What is needed »
Reproduce the passage of the Wendell Murphy article between "Former legislator Wendell" and "and his industry.", inclusive.

Quoted passage »
☆ ☆ ☆ ☆ ☆ ☆ ☆

1996Public Service

Murphy's Law

For Murphy, good government means good business
By: 
Pat Stith and Joby Warrick
N&O Staff Writers
February 22, 1995

Former legislator Wendell Murphy heads the nation's largest hog farm. (N&O photo by Robert Willett)

Wendell H. Murphy, who became the nation's biggest hog producer during the 10 years he served in the General Assembly, helped pass laws worth millions of dollars to his company and his industry.

The Duplin County executive voted for, and sometimes co-sponsored, bills giving hog and poultry producers tax breaks, protection from local zoning and exemptions from tougher environmental regulations.

Those laws -- adopted in the 1980s and early '90s -- often passed without a dissenting vote. They got little public notice then. Now, with high-density hog farming growing at an unprecedented rate in Eastern North Carolina, their impact has hit home:

  • Counties trying to deal with odor can't use their zoning authority. The biggest of the hog operations are more like factories than farms, with a row of climate-controlled buildings containing 10,000 or more hogs being fed and watered by machines. But a bill co-sponsored by Murphy in 1991 treats those facilities like the old family farm and exempts them from zoning regulations.
  • A big hog farm generates more sewage than than most towns in North Carolina. But Murphy sponsored an amendment that would have gutted the penalties for illegal discharges of hog waste into streams. Another amendment restored some state authority.
  • Thousands of hog and poultry houses have been built in the last few years, adding up to millions of dollars worth of investment in facilities. One lender, Cape Fear Farm Credit Service in Fayetteville, says its hog loans total $100 million. But all that building material, and all that equipment, has been exempted from sales tax because of two other laws Murphy supported.

With this story:

  • 'Boss Hog.' While he was mastering business and politics, Wendell Murphy stayed close to his Duplin County roots.
  • Murphy's Laws. Nine laws, passed during Wendell Murphy's legislative tenure, that benefited corporate hog producers.
  • Ethics Test. State legislators can vote on laws in which they have financial stakes, as long as they can say their personal interests are not clouding their legislative judgment.

☆ ☆ ☆ ☆ ☆ ☆ ☆

Dataset entries »

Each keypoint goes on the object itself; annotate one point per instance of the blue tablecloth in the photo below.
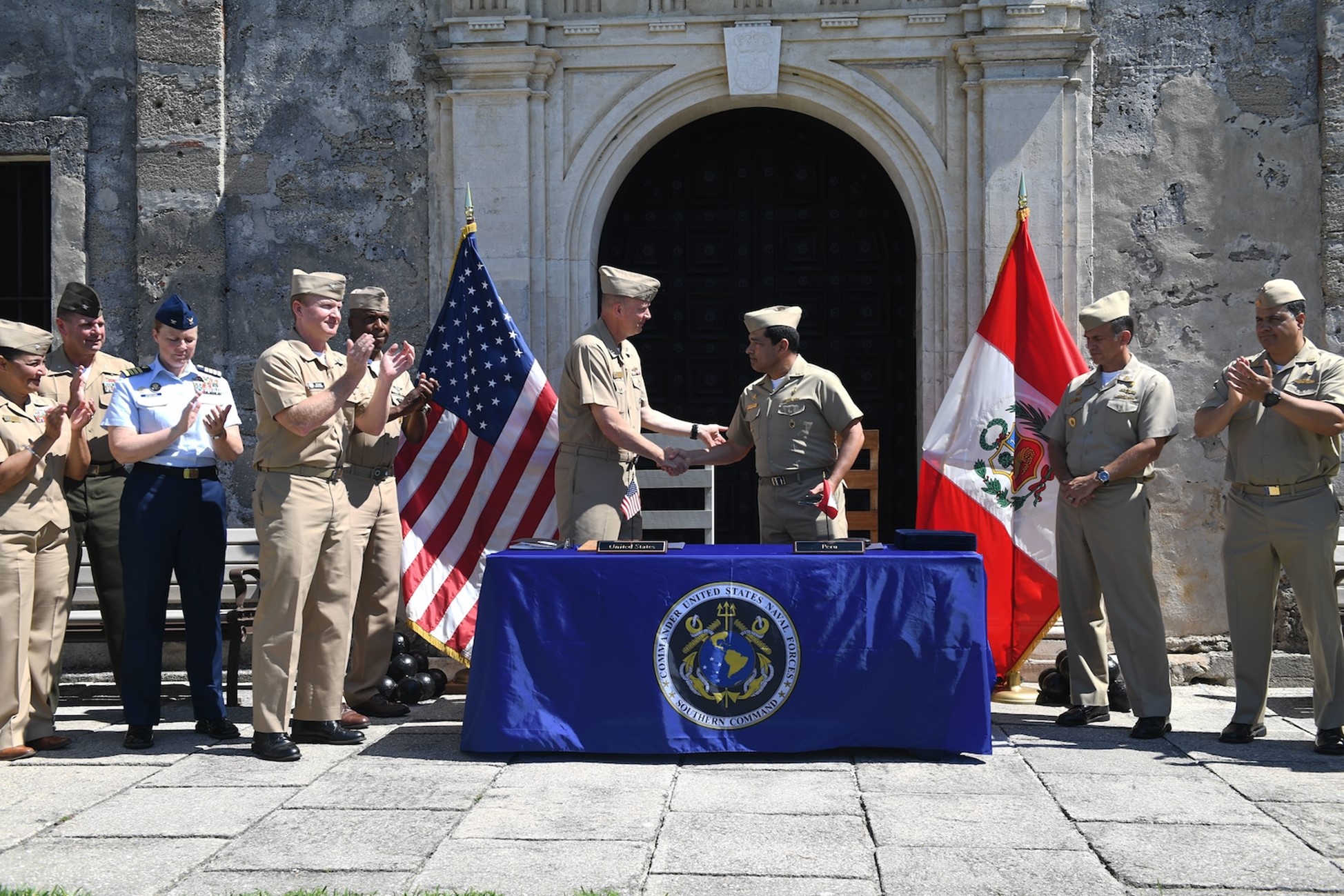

☆ ☆ ☆ ☆ ☆ ☆ ☆

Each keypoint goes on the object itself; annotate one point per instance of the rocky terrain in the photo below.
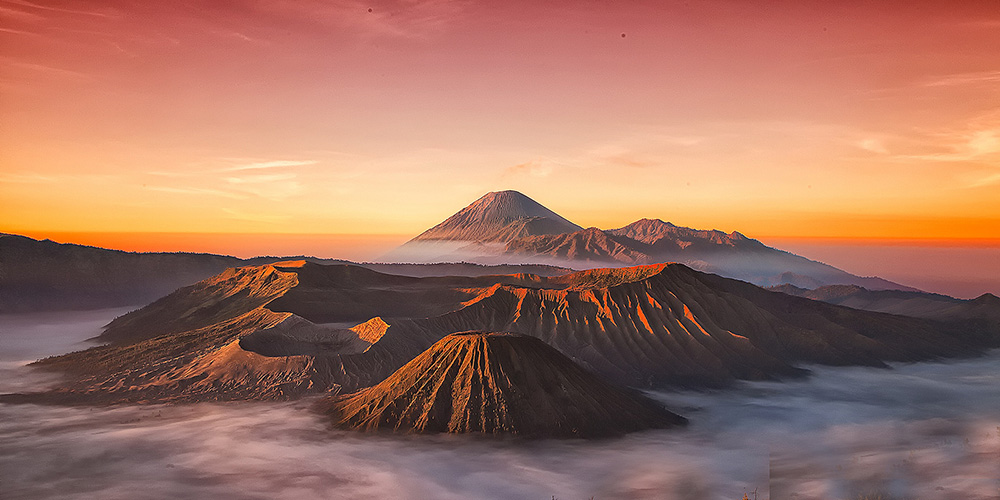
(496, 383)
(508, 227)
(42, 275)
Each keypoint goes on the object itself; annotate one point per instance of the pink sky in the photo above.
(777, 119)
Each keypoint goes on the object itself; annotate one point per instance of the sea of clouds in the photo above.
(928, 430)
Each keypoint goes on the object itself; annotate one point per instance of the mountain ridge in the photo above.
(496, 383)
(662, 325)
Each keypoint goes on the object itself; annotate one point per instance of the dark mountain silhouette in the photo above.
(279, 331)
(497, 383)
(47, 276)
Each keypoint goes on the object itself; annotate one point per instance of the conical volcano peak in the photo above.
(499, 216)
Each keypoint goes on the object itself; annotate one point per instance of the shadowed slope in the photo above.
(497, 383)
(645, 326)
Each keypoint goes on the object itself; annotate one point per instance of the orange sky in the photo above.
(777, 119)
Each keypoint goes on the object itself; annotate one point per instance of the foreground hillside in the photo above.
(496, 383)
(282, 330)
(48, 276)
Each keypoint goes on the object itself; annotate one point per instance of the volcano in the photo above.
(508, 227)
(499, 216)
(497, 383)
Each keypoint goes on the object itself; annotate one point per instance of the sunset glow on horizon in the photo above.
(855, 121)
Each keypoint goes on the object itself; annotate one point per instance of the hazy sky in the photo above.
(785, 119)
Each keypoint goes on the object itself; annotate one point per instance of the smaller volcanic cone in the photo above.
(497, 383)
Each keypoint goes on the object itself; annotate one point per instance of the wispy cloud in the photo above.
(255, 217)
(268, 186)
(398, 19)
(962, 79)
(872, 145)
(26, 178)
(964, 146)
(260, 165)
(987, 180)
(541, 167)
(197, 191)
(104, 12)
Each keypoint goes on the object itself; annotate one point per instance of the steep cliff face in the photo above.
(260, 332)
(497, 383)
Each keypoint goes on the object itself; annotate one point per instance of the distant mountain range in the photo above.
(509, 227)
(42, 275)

☆ ☆ ☆ ☆ ☆ ☆ ☆

Output »
Former legislator Wendell Murphy heads the nation's largest hog farm. (N&O photo by Robert Willett)

Wendell H. Murphy, who became the nation's biggest hog producer during the 10 years he served in the General Assembly, helped pass laws worth millions of dollars to his company and his industry.